**Aim**
Rewrite every line of the records below as a JSON list of strings, with one string per line and blank lines omitted. Leave the pictures out of the list.

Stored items
• • • •

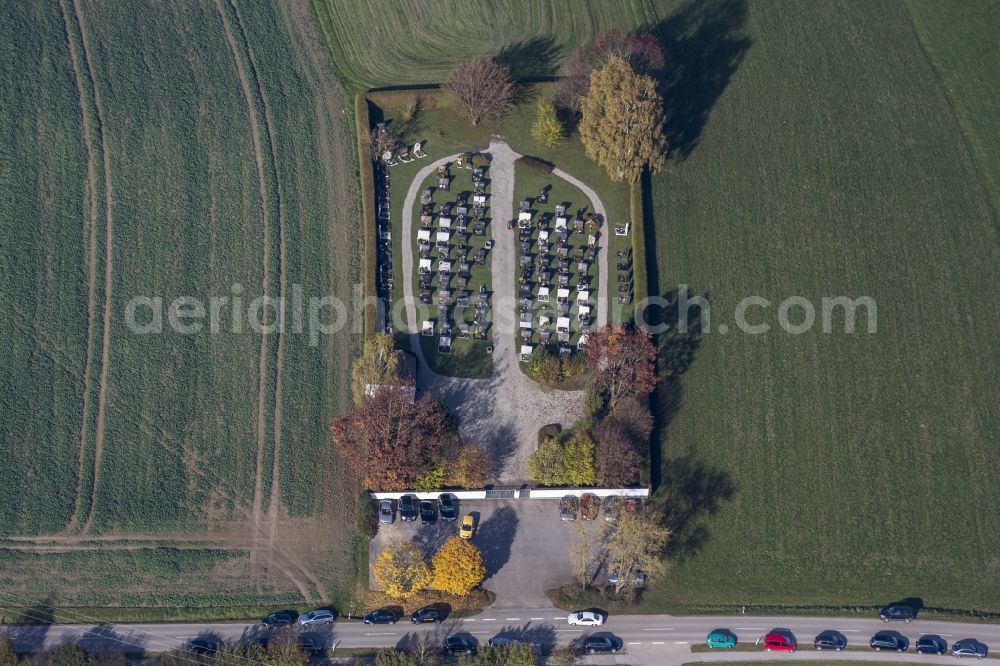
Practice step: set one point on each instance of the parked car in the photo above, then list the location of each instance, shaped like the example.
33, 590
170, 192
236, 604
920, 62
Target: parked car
318, 616
447, 507
590, 504
638, 578
427, 614
499, 641
460, 644
568, 506
720, 638
468, 527
969, 647
277, 619
386, 514
310, 645
612, 507
381, 616
586, 618
930, 644
204, 645
778, 640
408, 508
601, 643
830, 640
428, 512
898, 612
889, 640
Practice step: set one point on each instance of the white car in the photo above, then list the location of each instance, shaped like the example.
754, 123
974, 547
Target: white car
319, 616
586, 619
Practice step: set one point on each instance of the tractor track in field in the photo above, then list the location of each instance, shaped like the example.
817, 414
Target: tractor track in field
102, 391
90, 243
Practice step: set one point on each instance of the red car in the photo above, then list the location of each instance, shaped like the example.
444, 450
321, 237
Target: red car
778, 642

• • • •

**Task solution**
[
  "Practice step: set one point on each instance of the parked car in the photo above, then list the location of each instance, shaped like the example.",
  "33, 590",
  "170, 192",
  "236, 604",
  "920, 62",
  "Target: parked car",
  "318, 616",
  "447, 507",
  "590, 504",
  "638, 578",
  "427, 614",
  "499, 641",
  "460, 644",
  "568, 506",
  "720, 638",
  "468, 527",
  "969, 647",
  "277, 619",
  "386, 514",
  "310, 645",
  "612, 507",
  "381, 616",
  "586, 618",
  "930, 644",
  "204, 645",
  "778, 640",
  "408, 508",
  "601, 643",
  "830, 640",
  "428, 512",
  "898, 612",
  "889, 640",
  "Practice step: set one point on each instance of the white car in the photo above, then list the location of each instance, shaped like the example.",
  "754, 123",
  "974, 547",
  "Target: white car",
  "319, 616",
  "586, 619",
  "Practice step: set one point on each instance of the tractor track in field in the photo above, then list the location of each instance, shaped like the example.",
  "817, 414",
  "Target: tractor track in field",
  "102, 391",
  "90, 243",
  "Practice step: set one point on each instance of the red car in the photo above, then list the location of each instance, shaped like the example.",
  "444, 450",
  "321, 237",
  "Target: red car",
  "778, 642"
]